Document text:
Tuesday, 25 November 2014

G20 SHOULD INVOLVE DEVELOPING NATIONS TO PLUG TAX LEAKS BY GLOBAL FIRMS.




Australia hosted the leaders of the world's 20 biggest economies for the G20 summit in Brisbane on November 15 and 16. Tax policy analysists should increase pressure on the world’s richest nations to involve developing countries in a major operation that seeks to stop multinationals from dodging taxes in poor countries.
In Summary,
  • Tax avoidance is technically legal but companies must follow certain rules in reporting profits. Sometimes, they take advantage of bilateral agreements to lie about the source of profits.
  • Developing countries which host many of the multinationals lose the most in dodged taxes are not included
From the Tax policy perspective pressure should be increased on the world’s richest nations to involve developing countries in a major operation that seeks to stop multinationals from dodging taxes in poor countries. It is a step that the campaigners argue will help nations like Uganda to handle the perennial problem of dealing with firms that have registered subsidiaries in tax havens.
The G20 leaders’ meeting in Brisbane brought leaders of 20 countries controlling more than 80 per cent of the world’s wealth to discuss youth unemployment, global financial governance and reducing barriers to trade among others.

Information shown:

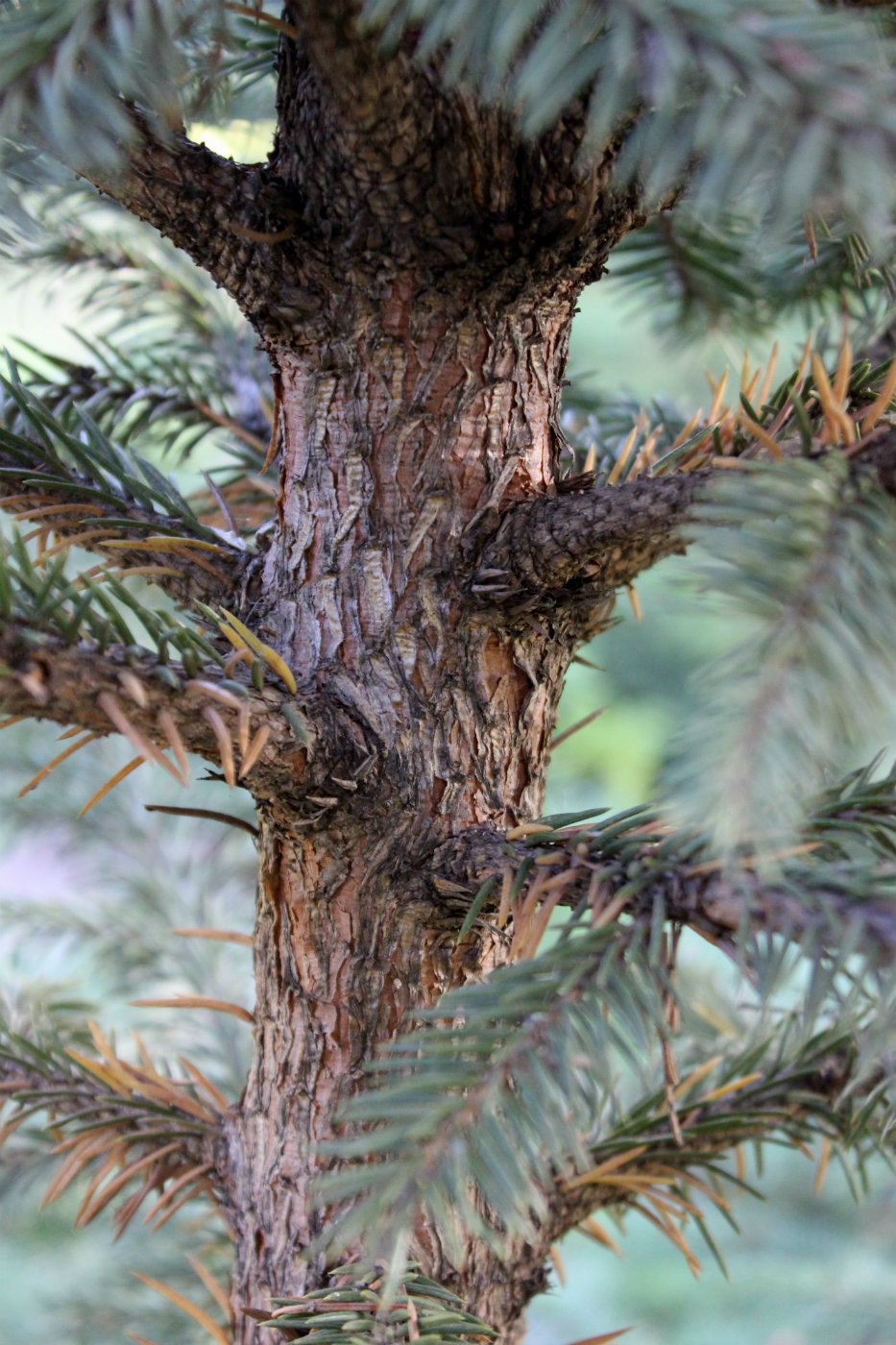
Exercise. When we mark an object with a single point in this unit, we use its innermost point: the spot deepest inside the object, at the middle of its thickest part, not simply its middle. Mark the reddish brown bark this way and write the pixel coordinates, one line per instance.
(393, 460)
* * *
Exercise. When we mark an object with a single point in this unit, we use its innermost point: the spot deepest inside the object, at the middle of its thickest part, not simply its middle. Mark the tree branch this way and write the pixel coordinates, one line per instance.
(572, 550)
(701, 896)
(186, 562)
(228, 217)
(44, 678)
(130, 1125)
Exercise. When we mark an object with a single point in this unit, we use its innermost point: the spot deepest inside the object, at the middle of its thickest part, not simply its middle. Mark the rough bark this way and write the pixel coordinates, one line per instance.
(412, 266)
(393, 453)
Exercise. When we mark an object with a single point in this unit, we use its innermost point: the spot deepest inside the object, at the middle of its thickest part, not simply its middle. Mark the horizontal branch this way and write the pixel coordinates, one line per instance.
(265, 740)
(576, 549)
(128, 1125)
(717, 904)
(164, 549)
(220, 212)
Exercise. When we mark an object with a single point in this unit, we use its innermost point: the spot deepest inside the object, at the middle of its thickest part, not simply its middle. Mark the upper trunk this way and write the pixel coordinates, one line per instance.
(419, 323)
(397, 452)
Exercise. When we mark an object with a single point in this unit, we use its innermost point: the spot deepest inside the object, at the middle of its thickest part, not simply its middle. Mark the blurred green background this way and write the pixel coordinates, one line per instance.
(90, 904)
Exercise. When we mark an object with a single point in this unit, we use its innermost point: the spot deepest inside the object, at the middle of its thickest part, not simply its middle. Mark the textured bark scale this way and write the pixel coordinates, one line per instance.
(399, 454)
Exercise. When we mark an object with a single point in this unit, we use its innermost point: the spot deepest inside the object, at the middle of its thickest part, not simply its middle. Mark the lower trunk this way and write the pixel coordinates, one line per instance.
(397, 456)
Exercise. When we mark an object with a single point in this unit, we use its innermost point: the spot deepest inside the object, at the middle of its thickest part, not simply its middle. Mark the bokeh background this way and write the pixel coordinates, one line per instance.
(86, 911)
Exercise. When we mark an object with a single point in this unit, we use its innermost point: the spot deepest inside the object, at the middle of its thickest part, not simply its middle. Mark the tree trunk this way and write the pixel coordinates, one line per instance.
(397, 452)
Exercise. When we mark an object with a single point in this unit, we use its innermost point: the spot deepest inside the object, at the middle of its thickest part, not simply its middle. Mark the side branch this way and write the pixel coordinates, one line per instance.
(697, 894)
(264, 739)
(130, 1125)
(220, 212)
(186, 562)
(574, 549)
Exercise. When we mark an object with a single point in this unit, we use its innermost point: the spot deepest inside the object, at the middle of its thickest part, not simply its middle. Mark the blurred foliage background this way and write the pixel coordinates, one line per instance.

What is asked:
A: Reproduce the passage of the G20 tax article between "G20 SHOULD INVOLVE" and "source of profits.", inclusive.
B: Answer these questions from the G20 tax article:
(i) In which city and on which dates was the G20 summit held?
(ii) Which country is named as one that the step would help in dealing with firms that have subsidiaries in tax havens?
(iii) What share of the world's wealth do the 20 countries at the meeting control?
The material comes from a separate source.

Exercise results:
A:
G20 SHOULD INVOLVE DEVELOPING NATIONS TO PLUG TAX LEAKS BY GLOBAL FIRMS.




Australia hosted the leaders of the world's 20 biggest economies for the G20 summit in Brisbane on November 15 and 16. Tax policy analysists should increase pressure on the world’s richest nations to involve developing countries in a major operation that seeks to stop multinationals from dodging taxes in poor countries.
In Summary,
  • Tax avoidance is technically legal but companies must follow certain rules in reporting profits. Sometimes, they take advantage of bilateral agreements to lie about the source of profits.

B:
(i) Brisbane, on November 15 and 16.
(ii) Uganda.
(iii) More than 80 percent.